Exercises to complete
a - Reproduce the stretch of the Christopher Akerlind biography from "He attended Boston" through "Seven Guitars (1996)." word for word.
b - Gather every line of the records that contains the word "blue".

== Passage shown ==

Christopher Akerlind (born May 1, 1962, in Hartford, Connecticut)
is an American lighting designer for theatre, opera, and dance. He won the Tony Award for Best Lighting Design for Indecent. He also won the Tony Award for Best Lighting Design and the Drama Desk Award for Outstanding Lighting Design for Light in the Piazza and an Obie Award for sustained excellence for his work Off-Broadway.
 
He attended Boston University College of Fine Arts (1985) and the Yale School of Drama, training with Jennifer Tipton.

He was Head of Lighting Design and Director of the Design & Production Programs at the CalArts School of Theater.

He has designed many Broadway and Off-Broadway productions, working on both musicals and straight plays. He is noted for his work for director Lloyd Richards on the first productions of the plays of August Wilson, including The Piano Lesson (1990) and Seven Guitars (1996).

He was the Resident Lighting Designer for twelve years at the Opera Theatre of Saint Louis.

===
== Available data ==

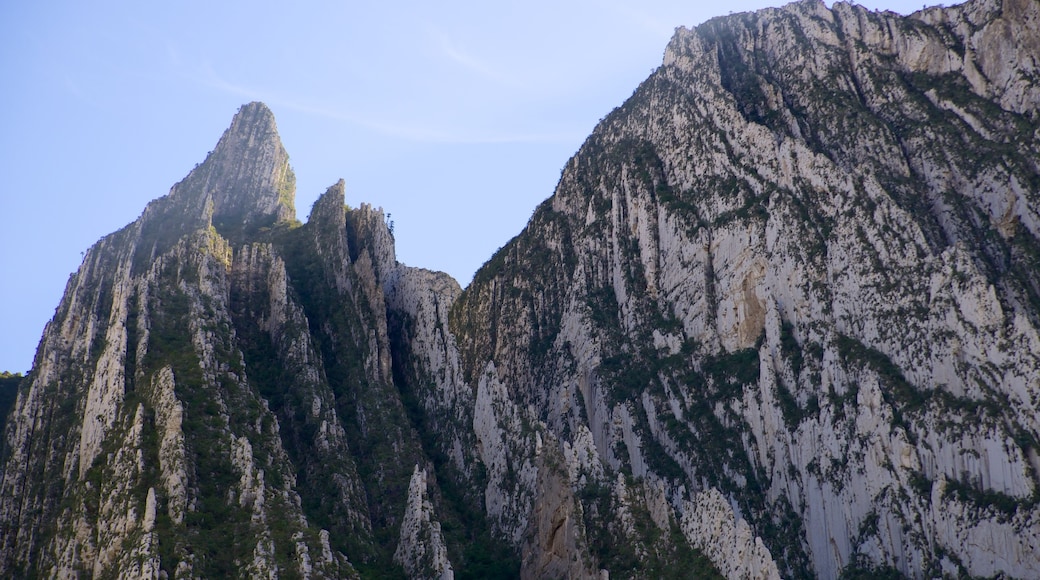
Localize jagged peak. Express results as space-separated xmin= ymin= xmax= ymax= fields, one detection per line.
xmin=171 ymin=102 xmax=296 ymax=229
xmin=307 ymin=179 xmax=346 ymax=223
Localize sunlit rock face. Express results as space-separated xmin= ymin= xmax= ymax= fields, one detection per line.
xmin=0 ymin=0 xmax=1040 ymax=579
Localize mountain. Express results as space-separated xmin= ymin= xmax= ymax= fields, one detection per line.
xmin=0 ymin=0 xmax=1040 ymax=578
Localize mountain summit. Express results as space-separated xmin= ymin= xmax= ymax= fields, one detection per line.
xmin=0 ymin=0 xmax=1040 ymax=579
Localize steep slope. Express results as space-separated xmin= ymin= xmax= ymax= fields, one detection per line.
xmin=0 ymin=103 xmax=479 ymax=578
xmin=451 ymin=0 xmax=1040 ymax=578
xmin=0 ymin=0 xmax=1040 ymax=578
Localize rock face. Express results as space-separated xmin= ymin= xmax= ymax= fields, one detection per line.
xmin=0 ymin=0 xmax=1040 ymax=579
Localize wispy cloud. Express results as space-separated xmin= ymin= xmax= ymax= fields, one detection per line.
xmin=431 ymin=30 xmax=526 ymax=88
xmin=193 ymin=62 xmax=584 ymax=144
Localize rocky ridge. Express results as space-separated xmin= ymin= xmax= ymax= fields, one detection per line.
xmin=0 ymin=0 xmax=1040 ymax=578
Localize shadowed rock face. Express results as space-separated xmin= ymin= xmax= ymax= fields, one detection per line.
xmin=0 ymin=0 xmax=1040 ymax=578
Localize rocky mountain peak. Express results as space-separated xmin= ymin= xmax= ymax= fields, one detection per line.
xmin=171 ymin=102 xmax=296 ymax=229
xmin=0 ymin=0 xmax=1040 ymax=580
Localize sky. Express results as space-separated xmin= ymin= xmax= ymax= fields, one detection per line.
xmin=0 ymin=0 xmax=922 ymax=372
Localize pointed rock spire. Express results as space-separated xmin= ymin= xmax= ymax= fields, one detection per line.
xmin=173 ymin=102 xmax=296 ymax=228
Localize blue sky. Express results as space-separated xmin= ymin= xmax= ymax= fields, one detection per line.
xmin=0 ymin=0 xmax=921 ymax=372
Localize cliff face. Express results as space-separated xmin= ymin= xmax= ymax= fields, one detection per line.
xmin=0 ymin=0 xmax=1040 ymax=578
xmin=451 ymin=1 xmax=1040 ymax=578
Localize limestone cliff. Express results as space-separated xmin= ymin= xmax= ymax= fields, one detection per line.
xmin=0 ymin=0 xmax=1040 ymax=579
xmin=451 ymin=0 xmax=1040 ymax=578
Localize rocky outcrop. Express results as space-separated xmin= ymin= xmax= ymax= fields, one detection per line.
xmin=452 ymin=1 xmax=1040 ymax=578
xmin=0 ymin=0 xmax=1040 ymax=579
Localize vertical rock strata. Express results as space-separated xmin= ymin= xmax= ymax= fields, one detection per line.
xmin=0 ymin=0 xmax=1040 ymax=579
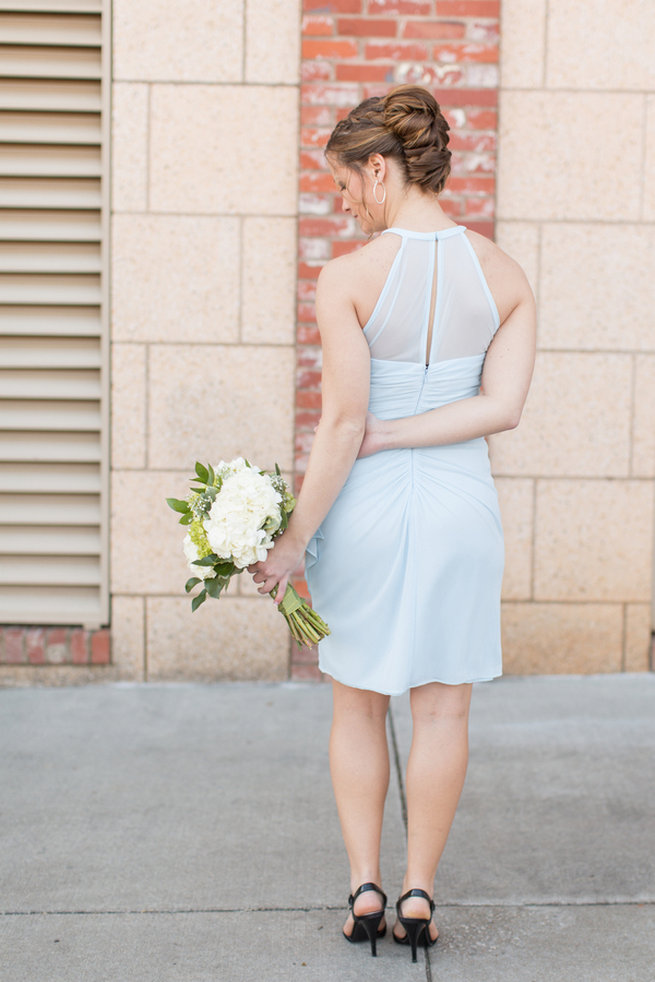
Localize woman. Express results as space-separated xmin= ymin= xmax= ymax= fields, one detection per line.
xmin=251 ymin=86 xmax=535 ymax=960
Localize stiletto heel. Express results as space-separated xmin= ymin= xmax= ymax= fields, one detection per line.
xmin=391 ymin=888 xmax=439 ymax=962
xmin=343 ymin=883 xmax=387 ymax=958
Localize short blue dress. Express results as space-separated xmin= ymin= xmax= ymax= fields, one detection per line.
xmin=305 ymin=225 xmax=504 ymax=695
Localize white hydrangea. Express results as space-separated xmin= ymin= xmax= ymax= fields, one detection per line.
xmin=182 ymin=533 xmax=216 ymax=580
xmin=203 ymin=468 xmax=282 ymax=569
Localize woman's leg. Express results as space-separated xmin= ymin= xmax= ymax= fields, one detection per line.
xmin=395 ymin=682 xmax=471 ymax=938
xmin=330 ymin=682 xmax=389 ymax=934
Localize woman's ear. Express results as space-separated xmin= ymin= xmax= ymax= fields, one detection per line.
xmin=367 ymin=153 xmax=387 ymax=181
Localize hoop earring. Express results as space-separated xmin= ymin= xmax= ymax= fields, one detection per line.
xmin=373 ymin=175 xmax=387 ymax=205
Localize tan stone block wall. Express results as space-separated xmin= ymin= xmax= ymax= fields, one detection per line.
xmin=498 ymin=0 xmax=655 ymax=672
xmin=110 ymin=0 xmax=300 ymax=679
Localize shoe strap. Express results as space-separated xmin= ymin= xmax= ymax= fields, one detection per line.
xmin=348 ymin=883 xmax=387 ymax=910
xmin=396 ymin=887 xmax=434 ymax=914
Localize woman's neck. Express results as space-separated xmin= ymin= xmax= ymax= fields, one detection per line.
xmin=384 ymin=187 xmax=456 ymax=232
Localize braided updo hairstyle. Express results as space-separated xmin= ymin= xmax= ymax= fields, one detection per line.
xmin=325 ymin=85 xmax=451 ymax=194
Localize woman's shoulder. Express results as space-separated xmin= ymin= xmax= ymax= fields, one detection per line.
xmin=466 ymin=229 xmax=532 ymax=322
xmin=318 ymin=235 xmax=398 ymax=301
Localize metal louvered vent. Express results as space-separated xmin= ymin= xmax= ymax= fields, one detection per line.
xmin=0 ymin=0 xmax=110 ymax=628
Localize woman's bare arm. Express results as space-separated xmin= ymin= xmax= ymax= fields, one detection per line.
xmin=249 ymin=257 xmax=370 ymax=601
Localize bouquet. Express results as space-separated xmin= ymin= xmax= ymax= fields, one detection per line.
xmin=166 ymin=457 xmax=330 ymax=646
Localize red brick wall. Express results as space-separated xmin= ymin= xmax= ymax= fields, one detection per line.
xmin=0 ymin=627 xmax=110 ymax=665
xmin=291 ymin=0 xmax=500 ymax=678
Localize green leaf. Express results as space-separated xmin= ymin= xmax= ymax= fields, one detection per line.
xmin=205 ymin=576 xmax=227 ymax=600
xmin=166 ymin=498 xmax=189 ymax=515
xmin=194 ymin=461 xmax=209 ymax=484
xmin=215 ymin=563 xmax=236 ymax=576
xmin=191 ymin=552 xmax=218 ymax=566
xmin=191 ymin=590 xmax=207 ymax=611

===

Results by task
a -
He attended Boston University College of Fine Arts (1985) and the Yale School of Drama, training with Jennifer Tipton.

He was Head of Lighting Design and Director of the Design & Production Programs at the CalArts School of Theater.

He has designed many Broadway and Off-Broadway productions, working on both musicals and straight plays. He is noted for his work for director Lloyd Richards on the first productions of the plays of August Wilson, including The Piano Lesson (1990) and Seven Guitars (1996).

b -
Localize blue sky. Express results as space-separated xmin= ymin= xmax= ymax= fields, one detection per line.
Localize short blue dress. Express results as space-separated xmin= ymin= xmax= ymax= fields, one detection per line.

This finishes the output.